• PROBLEM TO WORK ON: Output verbatim the span of the passage below on the circuit breaker's interphase gas barrier, starting at "In order to" and ending at "the circuit breaker.".

• PASSAGE SHOWN:
☆ ☆ ☆ ☆ ☆ ☆ ☆
In order to seal the interface between the crossbar 126 and the interphase gas barrier 500, the diameter of the centrally disposed aperture 508 is formed to be slightly larger than the diameter of the crossbar 126 to provide a generally snug fit therebetween. By providing such a snug fit between the crossbar 126 and the interphase gas barrier 500, the need to seal the interface 516 therebetween with, for example, a rubber cement as in known circuit breakers, is obviated. Accordingly, the interphase gas barrier 500 in accordance with the present invention allows for a generally uniform and consistent seal at the interface 505 relative to the crossbar 126 which does not depend on the experience of the personnel assembling the circuit breaker.
☆ ☆ ☆ ☆ ☆ ☆ ☆
Data items:
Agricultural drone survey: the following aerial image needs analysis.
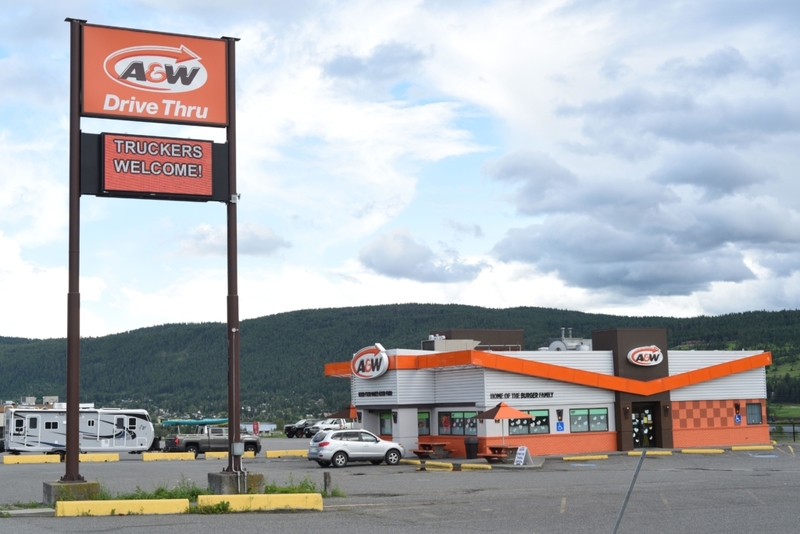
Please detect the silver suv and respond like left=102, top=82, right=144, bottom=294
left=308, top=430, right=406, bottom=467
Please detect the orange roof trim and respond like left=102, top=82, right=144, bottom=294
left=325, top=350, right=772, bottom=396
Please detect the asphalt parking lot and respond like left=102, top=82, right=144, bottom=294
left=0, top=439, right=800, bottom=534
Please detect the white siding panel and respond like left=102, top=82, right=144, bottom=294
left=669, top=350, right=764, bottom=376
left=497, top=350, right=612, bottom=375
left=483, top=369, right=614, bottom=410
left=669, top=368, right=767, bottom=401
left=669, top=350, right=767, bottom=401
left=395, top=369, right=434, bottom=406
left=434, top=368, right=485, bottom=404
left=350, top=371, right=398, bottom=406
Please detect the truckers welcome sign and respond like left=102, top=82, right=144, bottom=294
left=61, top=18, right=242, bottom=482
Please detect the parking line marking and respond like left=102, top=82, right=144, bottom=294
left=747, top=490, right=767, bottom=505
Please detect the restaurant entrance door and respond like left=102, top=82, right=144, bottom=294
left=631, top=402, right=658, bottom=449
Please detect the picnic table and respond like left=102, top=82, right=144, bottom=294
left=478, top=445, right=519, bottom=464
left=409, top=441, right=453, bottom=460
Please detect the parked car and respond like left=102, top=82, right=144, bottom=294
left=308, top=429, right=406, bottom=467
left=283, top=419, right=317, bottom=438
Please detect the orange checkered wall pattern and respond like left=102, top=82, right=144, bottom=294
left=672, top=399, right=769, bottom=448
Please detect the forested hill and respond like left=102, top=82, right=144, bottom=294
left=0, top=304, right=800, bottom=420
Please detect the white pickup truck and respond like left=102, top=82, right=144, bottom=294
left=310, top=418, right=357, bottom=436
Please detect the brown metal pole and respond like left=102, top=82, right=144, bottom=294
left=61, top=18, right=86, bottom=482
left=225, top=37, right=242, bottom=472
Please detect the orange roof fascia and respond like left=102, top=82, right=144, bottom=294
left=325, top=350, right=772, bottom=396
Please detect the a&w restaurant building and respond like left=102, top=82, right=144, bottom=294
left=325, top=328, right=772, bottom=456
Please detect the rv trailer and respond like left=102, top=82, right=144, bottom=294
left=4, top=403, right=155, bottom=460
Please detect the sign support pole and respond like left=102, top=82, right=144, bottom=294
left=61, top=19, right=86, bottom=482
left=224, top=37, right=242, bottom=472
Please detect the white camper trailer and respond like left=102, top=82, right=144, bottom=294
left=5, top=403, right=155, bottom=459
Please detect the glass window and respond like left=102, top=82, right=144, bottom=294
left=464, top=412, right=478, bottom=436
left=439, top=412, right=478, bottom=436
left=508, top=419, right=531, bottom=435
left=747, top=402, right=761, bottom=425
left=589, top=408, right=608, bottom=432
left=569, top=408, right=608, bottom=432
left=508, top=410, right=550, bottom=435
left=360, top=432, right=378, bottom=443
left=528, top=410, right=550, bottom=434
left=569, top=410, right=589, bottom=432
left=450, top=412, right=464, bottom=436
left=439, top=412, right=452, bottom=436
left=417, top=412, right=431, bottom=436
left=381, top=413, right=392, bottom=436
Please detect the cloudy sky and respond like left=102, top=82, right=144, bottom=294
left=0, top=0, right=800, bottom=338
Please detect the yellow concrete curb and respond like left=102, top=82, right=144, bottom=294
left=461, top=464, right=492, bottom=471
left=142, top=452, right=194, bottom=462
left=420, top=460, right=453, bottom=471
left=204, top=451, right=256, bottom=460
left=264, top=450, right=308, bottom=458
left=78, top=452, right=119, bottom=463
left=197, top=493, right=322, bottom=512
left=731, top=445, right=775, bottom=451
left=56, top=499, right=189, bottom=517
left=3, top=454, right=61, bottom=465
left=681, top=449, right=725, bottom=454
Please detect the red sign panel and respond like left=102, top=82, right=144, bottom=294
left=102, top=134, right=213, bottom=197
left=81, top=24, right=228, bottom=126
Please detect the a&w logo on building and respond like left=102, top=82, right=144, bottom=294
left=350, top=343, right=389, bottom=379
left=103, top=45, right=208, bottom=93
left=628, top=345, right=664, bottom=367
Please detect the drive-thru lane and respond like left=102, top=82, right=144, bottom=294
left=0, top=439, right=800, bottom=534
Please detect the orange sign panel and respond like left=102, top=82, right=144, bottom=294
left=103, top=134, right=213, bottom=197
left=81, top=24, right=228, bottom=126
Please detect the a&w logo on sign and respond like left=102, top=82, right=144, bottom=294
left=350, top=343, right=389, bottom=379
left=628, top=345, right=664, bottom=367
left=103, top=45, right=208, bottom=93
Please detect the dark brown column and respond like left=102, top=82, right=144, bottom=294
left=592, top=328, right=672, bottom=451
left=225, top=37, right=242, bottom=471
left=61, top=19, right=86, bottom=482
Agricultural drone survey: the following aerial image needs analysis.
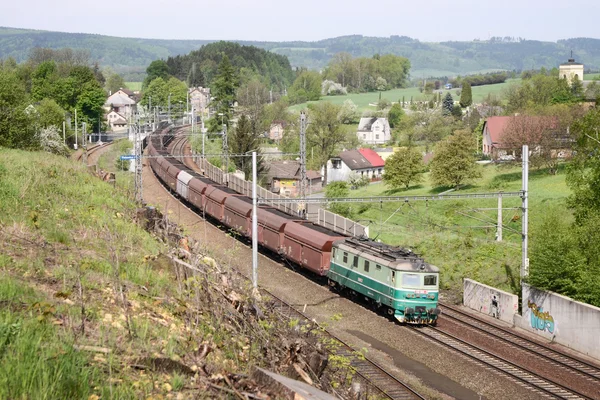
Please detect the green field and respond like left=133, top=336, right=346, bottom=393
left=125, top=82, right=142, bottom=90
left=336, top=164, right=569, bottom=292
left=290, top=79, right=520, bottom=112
☆ ☆ ☆ ☆ ☆ ☆ ☆
• TASK OUTPUT:
In order to seal the interface between the crossbar 126 and the interphase gas barrier 500, the diameter of the centrally disposed aperture 508 is formed to be slightly larger than the diameter of the crossbar 126 to provide a generally snug fit therebetween. By providing such a snug fit between the crossbar 126 and the interphase gas barrier 500, the need to seal the interface 516 therebetween with, for example, a rubber cement as in known circuit breakers, is obviated. Accordingly, the interphase gas barrier 500 in accordance with the present invention allows for a generally uniform and consistent seal at the interface 505 relative to the crossbar 126 which does not depend on the experience of the personnel assembling the circuit breaker.